Each entry has to be printed again exactly.

[Dataset records — start]

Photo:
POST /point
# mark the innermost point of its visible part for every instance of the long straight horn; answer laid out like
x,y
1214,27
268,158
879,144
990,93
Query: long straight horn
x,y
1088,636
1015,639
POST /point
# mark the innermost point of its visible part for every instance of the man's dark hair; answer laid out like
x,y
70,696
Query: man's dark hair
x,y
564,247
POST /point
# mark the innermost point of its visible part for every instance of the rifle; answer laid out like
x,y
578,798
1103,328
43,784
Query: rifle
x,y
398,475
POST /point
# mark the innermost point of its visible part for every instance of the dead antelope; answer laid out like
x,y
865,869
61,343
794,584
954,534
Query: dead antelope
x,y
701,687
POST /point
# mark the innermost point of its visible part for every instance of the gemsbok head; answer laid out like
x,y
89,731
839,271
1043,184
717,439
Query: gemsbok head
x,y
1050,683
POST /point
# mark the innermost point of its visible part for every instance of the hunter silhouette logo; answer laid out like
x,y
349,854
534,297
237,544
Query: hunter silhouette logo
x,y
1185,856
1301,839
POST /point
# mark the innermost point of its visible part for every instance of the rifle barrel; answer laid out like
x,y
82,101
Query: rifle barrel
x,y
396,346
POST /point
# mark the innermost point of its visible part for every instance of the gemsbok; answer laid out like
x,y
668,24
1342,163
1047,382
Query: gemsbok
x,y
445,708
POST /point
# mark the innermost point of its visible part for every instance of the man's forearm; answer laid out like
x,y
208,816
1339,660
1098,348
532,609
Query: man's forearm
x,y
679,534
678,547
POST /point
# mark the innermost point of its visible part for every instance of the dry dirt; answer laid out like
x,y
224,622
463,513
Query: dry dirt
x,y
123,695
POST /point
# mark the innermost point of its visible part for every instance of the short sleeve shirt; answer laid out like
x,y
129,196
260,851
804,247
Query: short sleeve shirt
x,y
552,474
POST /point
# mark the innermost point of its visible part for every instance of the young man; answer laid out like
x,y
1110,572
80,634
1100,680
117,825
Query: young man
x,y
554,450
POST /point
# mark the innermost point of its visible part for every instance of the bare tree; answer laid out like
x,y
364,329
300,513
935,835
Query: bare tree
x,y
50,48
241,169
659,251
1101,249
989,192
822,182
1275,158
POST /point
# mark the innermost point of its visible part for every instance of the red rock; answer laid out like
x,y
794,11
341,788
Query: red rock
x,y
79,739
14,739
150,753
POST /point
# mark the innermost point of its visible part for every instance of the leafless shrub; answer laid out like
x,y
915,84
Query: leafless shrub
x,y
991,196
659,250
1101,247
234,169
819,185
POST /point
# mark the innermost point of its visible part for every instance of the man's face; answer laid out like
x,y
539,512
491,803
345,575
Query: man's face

[Dataset records — finish]

▶ Task result:
Photo:
POST /point
# mark the innermost point of its visible part for every instance of the long straight horn; answer laid out like
x,y
1214,27
268,158
879,144
990,93
Query: long straight horn
x,y
1088,636
1015,639
POST /point
# mark the innermost point of its visible part for every instance of the man's dark hair; answer laid out like
x,y
70,696
Query: man's dark hair
x,y
564,247
POST /point
# mark the innermost point of its visible part for every instance of the rifle; answer laid out like
x,y
578,798
1103,328
43,784
Query: rifle
x,y
398,475
POST /point
# mark the innermost point of its visible part for every instance of the dead antelope; answer laid out like
x,y
865,869
61,343
794,584
954,534
Query: dead antelope
x,y
701,687
POST /point
# mark the innermost point of its visible part for every instance of the gemsbok head; answer laid out like
x,y
89,731
839,271
1043,184
717,439
Query: gemsbok head
x,y
1050,683
POST /point
# mark the innermost point of its visible part for every instance of the hunter silhouette logo; answer laid out like
x,y
349,854
534,297
237,544
Query: hunter silhouette logo
x,y
1185,856
1301,839
POST /point
# mark the innermost point of its visible part for every instance of the rifle barrel; answer laid out like
x,y
82,101
Query: rifle barrel
x,y
396,346
POST /point
# mark the innermost point of its visible part for every instance of the gemsbok; answer laid out like
x,y
668,24
1342,163
1047,382
Query: gemsbok
x,y
445,708
POST /point
# mark the innermost point of its visible part for every instance of the man's forearm; answer laid out like
x,y
208,816
1339,660
1098,348
532,609
Query: man's forearm
x,y
679,534
678,547
POST /point
# mark the innermost point of its visible part for every instance of the dry dirt; answer laid out like
x,y
224,622
463,513
Query: dry dirt
x,y
123,695
POST /point
# mark the innermost point of its visible part for every instance of the short sleeve shirt; answer laid out like
x,y
129,196
260,851
804,247
Query: short sleeve shirt
x,y
552,474
POST /point
# mark the innermost point of its visible part for every instance of the young man; answer laid out like
x,y
1110,572
80,634
1100,680
117,825
Query: young man
x,y
554,450
POST /point
# mark the innermost point of its visible part for every instance of the bare tree; answer laid out like
x,y
364,329
300,513
935,835
Query: bare tree
x,y
50,48
241,169
659,251
1101,249
989,192
822,182
1275,158
POST /point
# mark the innermost point of its visible part for every instance of the red rock; answer laid out like
x,y
794,11
341,788
Query: red rock
x,y
79,739
14,739
150,753
POST /point
# mark the innermost point of its visible part for every instance of the leafless shrub; answer laid out like
x,y
915,84
Query: leafless shrub
x,y
991,196
659,250
1101,247
234,169
819,185
POST /point
# mark the innermost point of its visible part for every instance of the man's face; answer laid out like
x,y
539,512
491,803
345,575
Query: man's face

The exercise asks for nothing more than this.